■ GIVEN REQUEST ■
Identify every line in the rows below that contains the string "Class", with case counting, and copy each of those lines.

■ GIVEN INFORMATION ■
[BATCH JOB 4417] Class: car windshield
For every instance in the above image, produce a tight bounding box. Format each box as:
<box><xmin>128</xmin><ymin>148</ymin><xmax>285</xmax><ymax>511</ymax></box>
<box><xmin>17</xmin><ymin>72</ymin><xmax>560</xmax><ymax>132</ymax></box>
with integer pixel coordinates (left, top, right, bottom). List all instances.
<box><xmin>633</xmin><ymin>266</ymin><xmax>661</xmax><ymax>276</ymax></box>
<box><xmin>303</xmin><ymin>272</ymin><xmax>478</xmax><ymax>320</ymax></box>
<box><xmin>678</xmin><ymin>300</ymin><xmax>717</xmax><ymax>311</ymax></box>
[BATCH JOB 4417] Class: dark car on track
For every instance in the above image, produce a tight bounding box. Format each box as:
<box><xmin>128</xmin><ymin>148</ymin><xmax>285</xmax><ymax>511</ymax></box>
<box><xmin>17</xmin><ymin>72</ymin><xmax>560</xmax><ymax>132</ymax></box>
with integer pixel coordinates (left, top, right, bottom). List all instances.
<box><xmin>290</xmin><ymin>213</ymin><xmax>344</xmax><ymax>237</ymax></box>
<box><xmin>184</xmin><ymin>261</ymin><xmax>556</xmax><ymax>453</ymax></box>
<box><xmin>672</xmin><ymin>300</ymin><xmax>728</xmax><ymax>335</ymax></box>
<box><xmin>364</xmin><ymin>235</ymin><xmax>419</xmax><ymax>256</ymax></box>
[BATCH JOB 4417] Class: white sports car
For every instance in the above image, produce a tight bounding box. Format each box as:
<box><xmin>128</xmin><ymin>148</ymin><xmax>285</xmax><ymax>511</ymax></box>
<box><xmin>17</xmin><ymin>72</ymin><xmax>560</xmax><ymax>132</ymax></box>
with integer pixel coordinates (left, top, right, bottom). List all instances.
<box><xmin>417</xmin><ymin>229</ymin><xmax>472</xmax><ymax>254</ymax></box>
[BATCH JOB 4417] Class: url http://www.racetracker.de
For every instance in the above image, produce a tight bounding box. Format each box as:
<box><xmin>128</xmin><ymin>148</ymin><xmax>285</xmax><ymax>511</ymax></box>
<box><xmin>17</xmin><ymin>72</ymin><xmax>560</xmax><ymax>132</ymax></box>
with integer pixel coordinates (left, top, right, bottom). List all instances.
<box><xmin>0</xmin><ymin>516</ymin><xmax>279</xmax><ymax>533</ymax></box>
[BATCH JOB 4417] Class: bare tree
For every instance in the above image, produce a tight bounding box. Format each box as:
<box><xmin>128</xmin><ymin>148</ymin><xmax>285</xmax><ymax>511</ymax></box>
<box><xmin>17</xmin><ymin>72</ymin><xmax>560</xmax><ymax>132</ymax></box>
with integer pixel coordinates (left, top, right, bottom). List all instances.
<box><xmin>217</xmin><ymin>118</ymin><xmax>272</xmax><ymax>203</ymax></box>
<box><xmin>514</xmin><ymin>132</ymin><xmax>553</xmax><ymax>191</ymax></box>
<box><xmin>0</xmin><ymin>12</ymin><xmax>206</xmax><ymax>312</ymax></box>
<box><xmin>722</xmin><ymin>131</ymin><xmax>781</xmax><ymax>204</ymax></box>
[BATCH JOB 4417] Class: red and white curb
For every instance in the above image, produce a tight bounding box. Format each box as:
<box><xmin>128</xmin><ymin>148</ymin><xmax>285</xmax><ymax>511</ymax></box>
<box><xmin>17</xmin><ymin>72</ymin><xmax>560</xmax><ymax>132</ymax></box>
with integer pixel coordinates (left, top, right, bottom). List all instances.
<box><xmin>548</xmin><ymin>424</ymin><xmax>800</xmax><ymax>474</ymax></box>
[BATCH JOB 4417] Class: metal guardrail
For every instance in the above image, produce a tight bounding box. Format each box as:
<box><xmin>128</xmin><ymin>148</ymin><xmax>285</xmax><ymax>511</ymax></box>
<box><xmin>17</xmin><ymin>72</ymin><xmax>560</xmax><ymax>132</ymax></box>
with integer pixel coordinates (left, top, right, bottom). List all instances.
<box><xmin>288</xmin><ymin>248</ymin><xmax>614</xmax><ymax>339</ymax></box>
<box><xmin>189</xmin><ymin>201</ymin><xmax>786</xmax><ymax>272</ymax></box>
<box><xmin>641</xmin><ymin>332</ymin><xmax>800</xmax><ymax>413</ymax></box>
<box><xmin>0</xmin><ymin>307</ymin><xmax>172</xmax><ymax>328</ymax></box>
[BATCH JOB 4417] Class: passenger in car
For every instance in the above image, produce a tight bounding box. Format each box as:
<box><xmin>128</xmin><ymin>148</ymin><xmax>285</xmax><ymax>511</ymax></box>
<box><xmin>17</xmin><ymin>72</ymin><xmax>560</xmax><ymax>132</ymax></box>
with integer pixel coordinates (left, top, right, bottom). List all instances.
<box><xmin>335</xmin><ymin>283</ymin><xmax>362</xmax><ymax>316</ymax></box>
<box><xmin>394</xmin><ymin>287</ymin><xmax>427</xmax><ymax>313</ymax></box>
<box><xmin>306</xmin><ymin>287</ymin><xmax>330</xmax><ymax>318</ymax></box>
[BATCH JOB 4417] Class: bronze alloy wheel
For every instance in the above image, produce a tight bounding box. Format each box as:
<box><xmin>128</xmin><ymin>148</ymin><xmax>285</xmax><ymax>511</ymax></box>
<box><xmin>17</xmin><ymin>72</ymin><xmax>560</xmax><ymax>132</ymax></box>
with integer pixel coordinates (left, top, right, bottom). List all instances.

■ WORKED ANSWER ■
[BATCH JOB 4417] Class: car windshield
[BATCH JOB 4417] Class: dark car on track
[BATCH JOB 4417] Class: white sports car
[BATCH JOB 4417] Class: url http://www.racetracker.de
[BATCH JOB 4417] Class: bare tree
[BATCH JOB 4417] Class: red and white curb
[BATCH JOB 4417] Class: metal guardrail
[BATCH JOB 4417] Class: passenger in car
[BATCH JOB 4417] Class: bronze alloy wheel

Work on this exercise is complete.